____ SUPPLIED RECORDS
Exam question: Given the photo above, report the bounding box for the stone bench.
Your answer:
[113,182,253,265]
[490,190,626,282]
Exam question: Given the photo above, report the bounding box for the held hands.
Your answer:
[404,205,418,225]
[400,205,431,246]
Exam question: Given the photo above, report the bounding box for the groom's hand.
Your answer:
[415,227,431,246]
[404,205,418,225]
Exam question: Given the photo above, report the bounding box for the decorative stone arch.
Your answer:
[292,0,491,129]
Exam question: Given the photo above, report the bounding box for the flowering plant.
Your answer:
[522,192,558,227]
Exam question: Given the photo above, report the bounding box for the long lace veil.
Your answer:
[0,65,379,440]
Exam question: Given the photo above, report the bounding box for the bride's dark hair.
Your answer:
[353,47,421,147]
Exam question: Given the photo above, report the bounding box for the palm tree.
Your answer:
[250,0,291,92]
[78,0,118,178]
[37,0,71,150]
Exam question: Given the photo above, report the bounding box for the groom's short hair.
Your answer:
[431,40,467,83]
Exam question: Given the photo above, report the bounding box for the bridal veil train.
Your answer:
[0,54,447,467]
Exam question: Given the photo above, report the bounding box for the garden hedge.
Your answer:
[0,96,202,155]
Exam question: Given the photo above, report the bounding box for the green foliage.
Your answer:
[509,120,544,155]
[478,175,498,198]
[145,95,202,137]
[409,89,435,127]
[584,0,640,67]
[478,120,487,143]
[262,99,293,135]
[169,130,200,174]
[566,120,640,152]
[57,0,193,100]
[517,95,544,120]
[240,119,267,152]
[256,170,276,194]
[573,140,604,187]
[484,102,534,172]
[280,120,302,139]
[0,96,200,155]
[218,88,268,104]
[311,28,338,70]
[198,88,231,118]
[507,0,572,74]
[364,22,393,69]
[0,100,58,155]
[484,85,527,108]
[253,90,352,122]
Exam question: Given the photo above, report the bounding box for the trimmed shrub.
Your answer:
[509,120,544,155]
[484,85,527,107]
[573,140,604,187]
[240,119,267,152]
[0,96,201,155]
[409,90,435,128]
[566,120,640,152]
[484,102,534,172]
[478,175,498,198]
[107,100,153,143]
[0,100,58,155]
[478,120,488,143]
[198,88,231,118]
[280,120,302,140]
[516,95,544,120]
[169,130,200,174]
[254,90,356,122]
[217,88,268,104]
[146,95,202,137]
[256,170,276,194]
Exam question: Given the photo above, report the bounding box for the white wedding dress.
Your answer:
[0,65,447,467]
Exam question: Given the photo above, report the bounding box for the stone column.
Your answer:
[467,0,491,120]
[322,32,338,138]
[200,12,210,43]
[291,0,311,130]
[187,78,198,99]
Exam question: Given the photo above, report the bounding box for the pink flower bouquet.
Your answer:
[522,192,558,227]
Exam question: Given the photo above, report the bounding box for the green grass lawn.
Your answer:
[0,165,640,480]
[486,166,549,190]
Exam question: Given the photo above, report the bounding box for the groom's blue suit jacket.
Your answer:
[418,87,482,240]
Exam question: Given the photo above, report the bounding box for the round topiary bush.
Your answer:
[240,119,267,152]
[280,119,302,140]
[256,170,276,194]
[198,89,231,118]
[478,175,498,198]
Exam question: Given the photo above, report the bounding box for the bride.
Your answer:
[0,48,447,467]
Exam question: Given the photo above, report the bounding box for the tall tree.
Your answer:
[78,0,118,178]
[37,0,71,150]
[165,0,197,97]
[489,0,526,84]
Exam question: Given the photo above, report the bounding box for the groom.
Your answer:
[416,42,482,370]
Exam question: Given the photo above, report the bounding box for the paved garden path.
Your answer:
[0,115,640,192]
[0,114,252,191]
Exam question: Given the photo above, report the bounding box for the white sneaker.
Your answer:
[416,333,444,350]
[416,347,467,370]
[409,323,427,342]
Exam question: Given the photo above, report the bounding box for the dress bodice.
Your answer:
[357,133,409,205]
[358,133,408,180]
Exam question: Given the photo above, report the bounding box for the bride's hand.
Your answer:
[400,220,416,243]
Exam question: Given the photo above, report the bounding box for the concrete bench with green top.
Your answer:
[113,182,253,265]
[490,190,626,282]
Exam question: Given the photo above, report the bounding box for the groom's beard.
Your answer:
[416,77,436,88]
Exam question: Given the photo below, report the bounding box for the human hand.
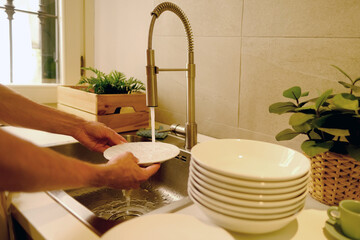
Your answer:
[73,122,126,152]
[100,152,160,189]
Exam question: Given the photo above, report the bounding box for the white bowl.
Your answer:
[190,164,309,194]
[190,170,307,201]
[191,139,310,181]
[189,176,307,208]
[195,198,297,234]
[191,159,310,189]
[189,190,305,220]
[188,186,306,215]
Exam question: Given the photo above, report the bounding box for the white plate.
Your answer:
[101,213,234,240]
[190,159,310,189]
[190,170,307,201]
[190,164,309,195]
[189,177,307,208]
[191,139,310,181]
[189,188,305,220]
[188,185,306,215]
[195,199,297,234]
[104,142,180,165]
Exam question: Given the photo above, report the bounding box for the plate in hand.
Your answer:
[104,142,180,165]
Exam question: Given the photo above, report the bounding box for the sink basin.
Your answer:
[48,135,191,236]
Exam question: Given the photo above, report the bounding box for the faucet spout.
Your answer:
[146,2,197,150]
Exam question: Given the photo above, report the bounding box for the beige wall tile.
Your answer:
[243,0,360,37]
[94,0,153,82]
[155,0,243,36]
[239,38,360,139]
[154,37,240,129]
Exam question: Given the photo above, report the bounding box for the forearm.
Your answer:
[0,84,85,136]
[0,130,104,191]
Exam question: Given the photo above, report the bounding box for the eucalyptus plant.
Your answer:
[269,66,360,161]
[78,67,145,94]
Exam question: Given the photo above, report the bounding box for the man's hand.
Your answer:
[73,122,126,152]
[95,152,160,189]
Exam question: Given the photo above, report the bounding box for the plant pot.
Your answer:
[309,152,360,206]
[57,86,149,132]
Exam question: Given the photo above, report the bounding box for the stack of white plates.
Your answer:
[188,139,310,233]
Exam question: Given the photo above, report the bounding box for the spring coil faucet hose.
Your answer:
[151,2,194,52]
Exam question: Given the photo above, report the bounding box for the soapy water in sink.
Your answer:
[87,186,180,221]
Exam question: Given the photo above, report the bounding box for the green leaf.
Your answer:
[289,113,315,126]
[283,86,301,100]
[309,130,322,140]
[269,102,296,114]
[353,77,360,85]
[315,89,333,110]
[338,81,352,88]
[319,128,350,136]
[275,129,300,141]
[292,122,311,133]
[332,93,359,111]
[347,144,360,161]
[301,140,334,157]
[301,91,309,97]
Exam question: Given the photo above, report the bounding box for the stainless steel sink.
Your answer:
[48,135,191,236]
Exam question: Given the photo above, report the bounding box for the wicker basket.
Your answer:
[309,152,360,206]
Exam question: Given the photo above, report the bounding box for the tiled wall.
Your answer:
[96,0,360,151]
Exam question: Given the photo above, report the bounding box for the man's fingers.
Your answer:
[143,163,160,178]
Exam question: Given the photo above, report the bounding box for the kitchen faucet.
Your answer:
[146,2,197,150]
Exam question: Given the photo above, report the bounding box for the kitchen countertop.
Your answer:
[2,127,329,240]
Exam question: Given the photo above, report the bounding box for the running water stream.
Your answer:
[118,107,155,218]
[150,107,155,143]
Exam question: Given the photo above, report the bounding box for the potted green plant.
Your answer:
[269,66,360,205]
[58,67,149,132]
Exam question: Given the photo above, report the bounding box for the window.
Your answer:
[0,0,59,85]
[0,0,95,103]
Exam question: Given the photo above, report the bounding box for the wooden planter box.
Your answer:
[57,86,149,132]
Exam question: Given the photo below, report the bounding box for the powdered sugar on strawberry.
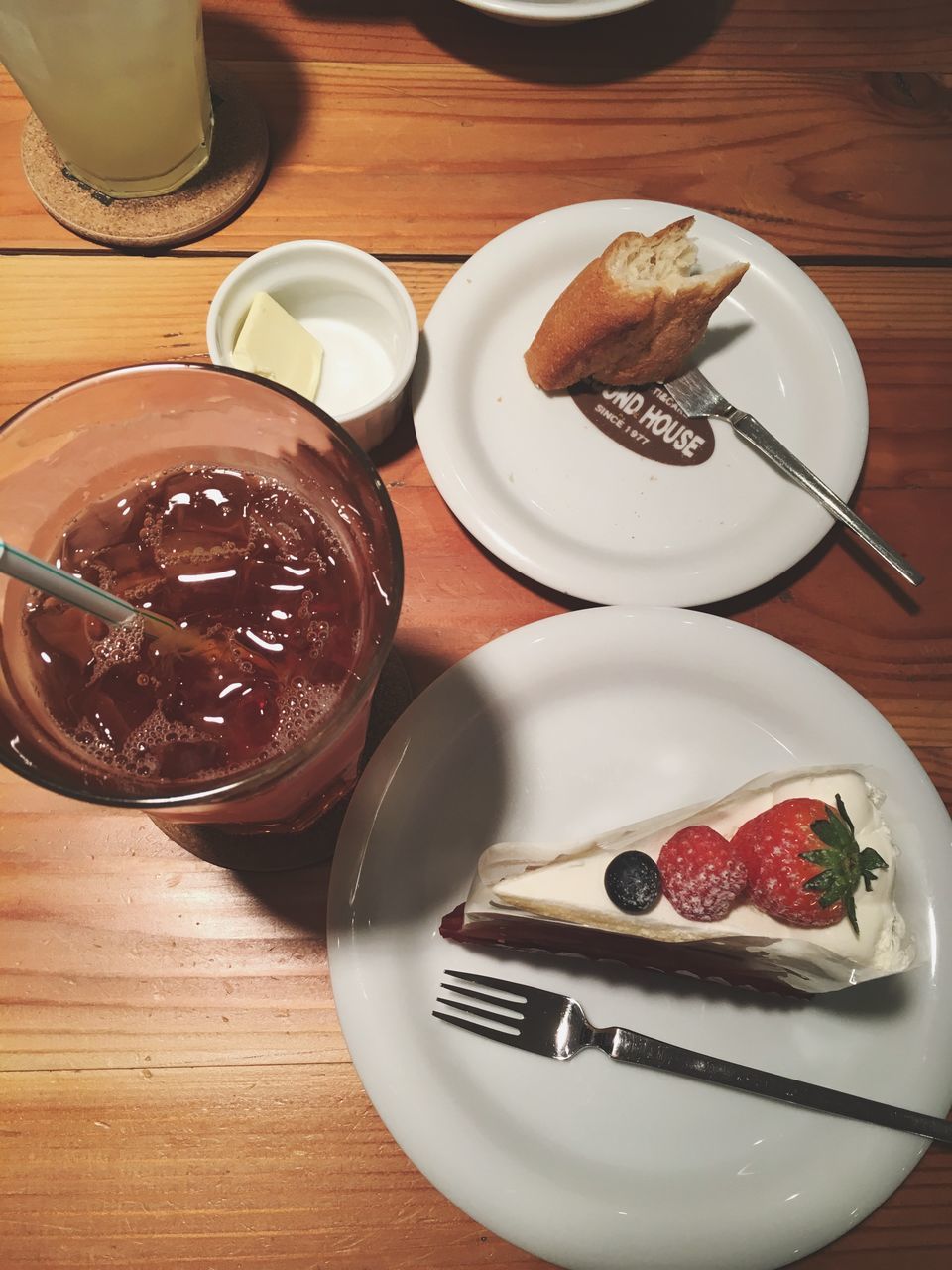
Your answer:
________
Scale everything in the data from the line containing "the green foliage." down to the line containing "[0,48,447,467]", both ends included, by multiplying each bounding-box coordinate in the answers by 0.8 and rounding to whole numbers, with halves rounded up. Keep the request lines in place and unchanged, and give only these lines.

Exam question: Given the photo above, report the bounding box for the green foliage.
Your answer:
[407,96,435,124]
[382,140,398,158]
[116,76,162,110]
[327,71,348,102]
[467,0,512,54]
[382,96,390,114]
[210,79,234,108]
[135,104,160,139]
[453,96,512,122]
[46,0,154,80]
[414,76,435,96]
[192,95,214,122]
[205,136,221,155]
[458,112,483,150]
[387,82,427,138]
[224,96,242,111]
[0,77,160,124]
[174,70,214,83]
[249,22,270,56]
[158,70,185,94]
[406,0,458,59]
[291,18,314,55]
[0,80,46,124]
[387,68,422,86]
[202,72,282,98]
Exam question: Given the photo above, report the bounding box for the trimmed shrub.
Your answer:
[407,96,435,124]
[387,68,422,86]
[458,112,483,150]
[192,95,214,122]
[0,77,161,124]
[327,72,348,102]
[453,96,512,122]
[387,82,427,138]
[382,140,398,158]
[86,80,122,114]
[0,80,46,124]
[382,96,390,114]
[158,70,185,94]
[224,96,242,112]
[413,76,435,96]
[135,104,160,139]
[203,72,285,98]
[174,70,214,83]
[117,76,162,110]
[205,136,221,155]
Exam question: Given the photo above, report the bounding box for the white wedding dress.
Your answer:
[0,52,358,374]
Exam question: Given the photo above, report the bounding box for the stone column.
Your answer:
[374,0,393,96]
[258,26,270,110]
[160,10,168,34]
[233,0,249,104]
[150,62,158,79]
Exam question: Given the photo above, report the bounding box for the pink flower bouquet.
Your answer:
[418,154,446,182]
Exam question: Given the photo above, report the bounding box for the green grass lawn.
Your answer:
[0,132,512,384]
[389,133,439,152]
Exam question: Given the photo above, report the bounding box for the groom's blue suit jacket.
Your answer:
[334,70,386,192]
Exam question: Given the photo above, report the bounding box for the round topiary bush.
Your answer:
[192,95,214,122]
[224,95,242,112]
[205,136,221,155]
[158,71,185,94]
[382,140,398,158]
Exam question: Given the photo above, report the bounding box for the bride.
Your answer:
[0,38,358,374]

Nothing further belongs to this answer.